DIRECTIVE 1:
Write out the entire article on the Phuket Big Buddha project word for word.

SELECTED PASSAGE:
•••

Phuket’s Big Buddha project cleared of wrongdoing

PHUKET: An internal inquiry by the Royal Forestry Department’s Community Forestry Management Bureau has found no wrong doing by any parties involved in the Phuket Big Buddha project.

The inquiry was launched after a flood of complaints, led Phuket Vice Governor Somkiet Sangkaosutthirak, demanding a completion date from the project’s managers, the Mingmongkol Faith 45 Foundation.

The complaints have now been answered. Ongkharak Ritthiroot, Director of the Community Forest Management Bureau at the Forestry Department’s regional office in Krabi, has confirmed to the Phuket Gazette that the permit for the project has been extended again, this time until 2016.

“The project started in 2002 and permission for its continuation was given in 2007. This year is the third extension,” he said.

“The previous permit expired at the end of September last year. The delay in approving the extension to the permit is due to the fact that we had to find resolutions to the complaints first. We received complaints from nearby residents worried about the risk of landslides. Officers examined the area and found no evidence of landslides.

“Since then, the complaints have stopped,” he added.

Mr Ongkharak explained that only after his office had completed the investigation into the landslide complaints could he apply to his superiors in Bangkok to extend the permit.

“Another complaint, that construction had spread outside the area for which the permit had been granted, was difficult to deal with as most structures that surround the Big Buddha are not permanent,” he said.

That complaint, which dates back years, resulted in a meeting in June 2011 at which Phoppol Sirilugsanapong, the then head of the Ministry of Natural Resources and Environment office in Phuket, ordered the Foundation to pull down all unauthorized buildings at the site that were not directly related to authorized construction.

•••

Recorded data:
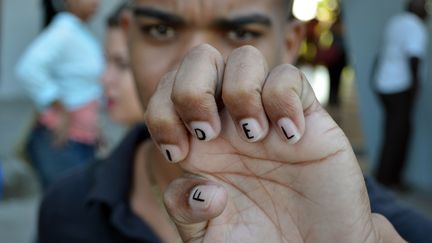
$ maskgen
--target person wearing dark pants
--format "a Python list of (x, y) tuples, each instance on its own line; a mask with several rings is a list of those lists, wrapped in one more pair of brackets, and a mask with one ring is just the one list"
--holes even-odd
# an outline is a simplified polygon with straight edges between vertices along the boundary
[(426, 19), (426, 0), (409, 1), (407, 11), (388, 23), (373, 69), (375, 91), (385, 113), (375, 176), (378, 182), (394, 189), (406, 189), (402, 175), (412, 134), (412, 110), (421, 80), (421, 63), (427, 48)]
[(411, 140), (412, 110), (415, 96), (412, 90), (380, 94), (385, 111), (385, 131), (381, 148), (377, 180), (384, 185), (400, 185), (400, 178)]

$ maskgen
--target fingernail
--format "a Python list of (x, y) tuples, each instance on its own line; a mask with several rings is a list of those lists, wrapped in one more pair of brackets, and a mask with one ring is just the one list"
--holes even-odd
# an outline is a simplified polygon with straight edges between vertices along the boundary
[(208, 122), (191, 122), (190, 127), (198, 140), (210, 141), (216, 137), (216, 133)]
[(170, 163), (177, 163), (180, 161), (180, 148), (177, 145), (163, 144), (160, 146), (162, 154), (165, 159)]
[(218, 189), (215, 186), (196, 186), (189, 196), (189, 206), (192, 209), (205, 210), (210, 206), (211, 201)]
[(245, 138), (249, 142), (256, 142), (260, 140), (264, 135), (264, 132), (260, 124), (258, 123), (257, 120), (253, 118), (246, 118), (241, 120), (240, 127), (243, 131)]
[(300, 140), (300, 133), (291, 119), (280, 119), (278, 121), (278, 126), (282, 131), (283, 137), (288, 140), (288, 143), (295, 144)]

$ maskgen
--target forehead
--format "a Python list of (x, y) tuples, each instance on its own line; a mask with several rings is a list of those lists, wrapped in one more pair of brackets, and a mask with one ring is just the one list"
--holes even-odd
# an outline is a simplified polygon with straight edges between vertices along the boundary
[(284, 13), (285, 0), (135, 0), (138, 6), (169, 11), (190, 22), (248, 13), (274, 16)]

•••

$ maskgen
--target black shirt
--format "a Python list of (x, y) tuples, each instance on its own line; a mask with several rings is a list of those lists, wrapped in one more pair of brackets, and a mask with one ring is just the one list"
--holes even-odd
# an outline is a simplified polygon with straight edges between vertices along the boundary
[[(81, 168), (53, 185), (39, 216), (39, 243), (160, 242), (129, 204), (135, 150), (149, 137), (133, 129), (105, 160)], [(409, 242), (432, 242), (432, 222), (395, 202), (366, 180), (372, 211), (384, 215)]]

•••

DIRECTIVE 2:
Gather every line of the listing that contains the string "target", matching case.

TASK OUTPUT 1:
Phuket’s Big Buddha project cleared of wrongdoing

PHUKET: An internal inquiry by the Royal Forestry Department’s Community Forestry Management Bureau has found no wrong doing by any parties involved in the Phuket Big Buddha project.

The inquiry was launched after a flood of complaints, led Phuket Vice Governor Somkiet Sangkaosutthirak, demanding a completion date from the project’s managers, the Mingmongkol Faith 45 Foundation.

The complaints have now been answered. Ongkharak Ritthiroot, Director of the Community Forest Management Bureau at the Forestry Department’s regional office in Krabi, has confirmed to the Phuket Gazette that the permit for the project has been extended again, this time until 2016.

“The project started in 2002 and permission for its continuation was given in 2007. This year is the third extension,” he said.

“The previous permit expired at the end of September last year. The delay in approving the extension to the permit is due to the fact that we had to find resolutions to the complaints first. We received complaints from nearby residents worried about the risk of landslides. Officers examined the area and found no evidence of landslides.

“Since then, the complaints have stopped,” he added.

Mr Ongkharak explained that only after his office had completed the investigation into the landslide complaints could he apply to his superiors in Bangkok to extend the permit.

“Another complaint, that construction had spread outside the area for which the permit had been granted, was difficult to deal with as most structures that surround the Big Buddha are not permanent,” he said.

That complaint, which dates back years, resulted in a meeting in June 2011 at which Phoppol Sirilugsanapong, the then head of the Ministry of Natural Resources and Environment office in Phuket, ordered the Foundation to pull down all unauthorized buildings at the site that were not directly related to authorized construction.

TASK OUTPUT 2:
--target person wearing dark pants
--target fingernail
--target forehead
--target black shirt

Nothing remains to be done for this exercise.